● Given text
^^^^^^^^

The results in the Table 1 show that all the variables are non-stationary at conventional level as the observed values are greater than 5 percent critical values. However, all the variables of our study are stationary at first difference, because observed values of variables are less than the 5 percent critical values. From the results it is concluded that all the variables are integrated of order one.
We apply Johansen's cointegration technique which is multivariate generalisation of the Dickey-Fuller test. Johansen's technique uses Trace test and Max-Eigen test statistics. The results are obtained by using Eviews 5, AIC is used for choice of lag length and the optimal lag length is 1 (at first difference). Table 2 gives the results of the cointegration relationship.
Results in Table 2 express that t-stat values are less than 5 percent critical values which exhibit that the null hypothesis of no co-integrating relationship is accepted at the conventional significance level. This is also confirmed by max-eigen statistics of no co-integrating relationship. And the absence of no co-integrating association necessitates application of VAR in first difference.
4.2. Results from Vector Autoregression (VAR) Model
The results of VAR model estimation to our core variables, namely wheat production (Wheat), carbon dioxide (C[O.sub.2]), average temperature (Temp), average precipitation (Precip), agricultural land under wheat cultivation (Area) and water availability (Water) are shown in the following Table 3. (10)
The statistical values of t-statistics for some of our variables are significant whereas for some of them is insignificant, but the higher value of F-statistics makes all the lag terms of our model statistically significant. The coefficient of determination R-squared values of our variables is lying between 0 and 1 which shows the goodness of fit of our model. We consider VAR model with lag 1 because the values of Akaike AIC and Schwarz Sc for the data using lag 1 is smaller than that of lag 2, lag 3 and lag 4, so the lower values Akaike AIC 16.70483 and Schwarz Sc 16.97509 for lag 1 make the model more parsimonious. Therefore, VAR model for lag 1 for the study is more preferable as compared to other lag values.

^^^^^^^^

● Records supplied
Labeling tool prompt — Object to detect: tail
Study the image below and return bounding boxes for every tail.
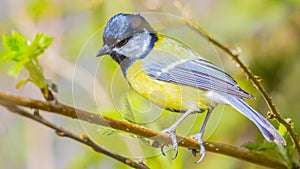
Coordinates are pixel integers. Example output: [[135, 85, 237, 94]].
[[226, 95, 286, 145]]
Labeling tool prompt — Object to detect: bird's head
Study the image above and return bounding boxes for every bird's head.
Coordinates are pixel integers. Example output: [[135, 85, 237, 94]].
[[97, 13, 157, 63]]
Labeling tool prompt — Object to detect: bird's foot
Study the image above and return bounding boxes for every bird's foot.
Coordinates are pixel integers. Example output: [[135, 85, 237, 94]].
[[160, 126, 178, 159], [191, 133, 206, 164]]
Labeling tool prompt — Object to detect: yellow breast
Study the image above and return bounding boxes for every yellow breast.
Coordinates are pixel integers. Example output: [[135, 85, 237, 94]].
[[126, 60, 209, 111]]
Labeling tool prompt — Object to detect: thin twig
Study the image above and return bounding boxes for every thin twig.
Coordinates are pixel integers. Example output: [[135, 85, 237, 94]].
[[4, 104, 149, 169], [0, 92, 287, 169], [175, 1, 300, 161]]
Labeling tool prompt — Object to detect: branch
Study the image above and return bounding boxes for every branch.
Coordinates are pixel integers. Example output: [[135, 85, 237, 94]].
[[174, 1, 300, 161], [0, 92, 288, 169], [2, 104, 149, 169]]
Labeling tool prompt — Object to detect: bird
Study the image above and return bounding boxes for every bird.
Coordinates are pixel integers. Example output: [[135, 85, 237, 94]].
[[97, 13, 286, 163]]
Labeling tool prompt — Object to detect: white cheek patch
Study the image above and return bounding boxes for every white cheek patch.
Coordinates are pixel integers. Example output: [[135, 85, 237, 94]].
[[113, 31, 151, 58]]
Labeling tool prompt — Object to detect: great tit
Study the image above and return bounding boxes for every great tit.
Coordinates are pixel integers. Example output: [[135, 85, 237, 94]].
[[97, 13, 286, 162]]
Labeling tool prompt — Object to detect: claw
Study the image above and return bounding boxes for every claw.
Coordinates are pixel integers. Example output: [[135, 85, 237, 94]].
[[191, 133, 206, 164], [160, 145, 166, 156], [161, 127, 178, 160]]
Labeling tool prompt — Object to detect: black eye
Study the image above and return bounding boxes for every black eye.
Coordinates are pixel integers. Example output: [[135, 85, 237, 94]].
[[116, 37, 131, 48]]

^^^^^^^^

● Problems
1. Name every core variable for which the passage on wheat production reports VAR model estimation results.
2. Carry on the passage on wheat production from its final sentence, keeping its formal tone.

● Results by task
1.
- Wheat production (Wheat)
- Carbon dioxide (CO2)
- Average temperature (Temp)
- Average precipitation (Precip)
- Agricultural land under wheat cultivation (Area)
- Water availability (Water)

2.
4.3. Prediction of Wheat for 2010
In order to estimate the predicted value for wheat production in 2010 using VAR technique for 1 lag values, the calculation is follows;
E (Wheat 2010) = -7210.404 + 0.186449 (wheat 2009) + 0.131691 (C[O.sub.2] 2009) + 265.6333 (Avg. Temp2009) + 16.29369 (Avg. Prep2009) + 95.77185 (Water 2009) + 0.028147 (Area 2009)
= -7210.404 + 0.186449 (24033) + 0.131691 (48174) + 265.6333 (22.6) + 16.29369 (39.2) + 95.77185 (142.9) + 0.028147 (9046)
So the estimated production of wheat according to our calculation for 2010 is 24197.09 thousand ton, however the actual production of wheat in 2010 according to the government calculated figure was 23864 thousand ton [Economic Survey (2010)].
4.4. Results of Impulse Response Function
The objective of the impulse response function traces the effect of a one-time shock to one of the innovation on current and future values of the endogenous variables. The results of the Cholesky Impulse Response Function for our model are shown in Figure 1 and in Table 4.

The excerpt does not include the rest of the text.